**Document**.
I would greatly appreciate any assistance in this matter.

Hi @_Trigary

Download NVIDIA DOCA 3.1.0 Downloads | NVIDIA Developer

Installation Instructions:
  1. Make sure to install host drivers - DOCA-Host drivers

  2. Run the following command:

    bfb-install --bfb bf-bundle-3.1.0-76_25.07_ubuntu-22.04_prod.bfb --rshim rshim0
    
  3. To update BF-Bundle with latest BF-FW-Bundle follow these steps

remember your BF needs to be in DPU mode.

Thanks

Jose

Hi Jose! Thank you very much for your reply.

Regarding the BF being in DPU mode: I am unable to query/set its mode, because the INTERNAL_CPU_OFFLOAD_ENGINE option doesn’t seem to exist:

sudo mlxconfig -d /dev/mst/mt41686_pciconf0 -e q | grep INTERNAL
# Output:
# INTERNAL_CPU_MODEL        EMBEDDED_CPU(1)      EMBEDDED_CPU(1)      EMBEDDED_CPU(1)

I also tried installing the “BF-FW-BUNDLE” rather than the “BF-BUNDLE” as you suggested. I chose the 2.9.3 version, as that’s the version currently installed on the host. Here are the logs from my attempt:

sudo bfb-install --bfb bf-fwbundle-2.9.3-32_25.06-prod.bfb --rshim rshim0
# Output:
# Checking if local host has root access...
# Checking if rshim driver is running locally...

**Data lines**.

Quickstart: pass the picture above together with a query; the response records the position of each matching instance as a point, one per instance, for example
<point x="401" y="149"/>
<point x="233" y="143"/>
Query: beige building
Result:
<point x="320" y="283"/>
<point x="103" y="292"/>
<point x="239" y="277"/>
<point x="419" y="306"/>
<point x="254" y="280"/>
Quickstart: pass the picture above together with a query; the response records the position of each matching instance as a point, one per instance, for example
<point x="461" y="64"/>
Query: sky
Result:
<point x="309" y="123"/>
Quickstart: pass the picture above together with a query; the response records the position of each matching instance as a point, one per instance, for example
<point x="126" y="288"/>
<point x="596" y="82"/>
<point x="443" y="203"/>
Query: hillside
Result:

**Tasks to carry out**.
**A)** Copy out, in full, every command line that appears in the forum thread.
**B)** Answer these questions about the forum thread:
(i) In what mode must the BF be?
(ii) Which option did the poster find missing when trying to query or set the mode?
(iii) Which BF-FW-BUNDLE version did the poster pick, and on what basis?

**Full answers**.
**A)**
bfb-install --bfb bf-bundle-3.1.0-76_25.07_ubuntu-22.04_prod.bfb --rshim rshim0
sudo mlxconfig -d /dev/mst/mt41686_pciconf0 -e q | grep INTERNAL
sudo bfb-install --bfb bf-fwbundle-2.9.3-32_25.06-prod.bfb --rshim rshim0

**B)**
(i) DPU mode.
(ii) INTERNAL_CPU_OFFLOAD_ENGINE.
(iii) Version 2.9.3, because that version is currently installed on the host.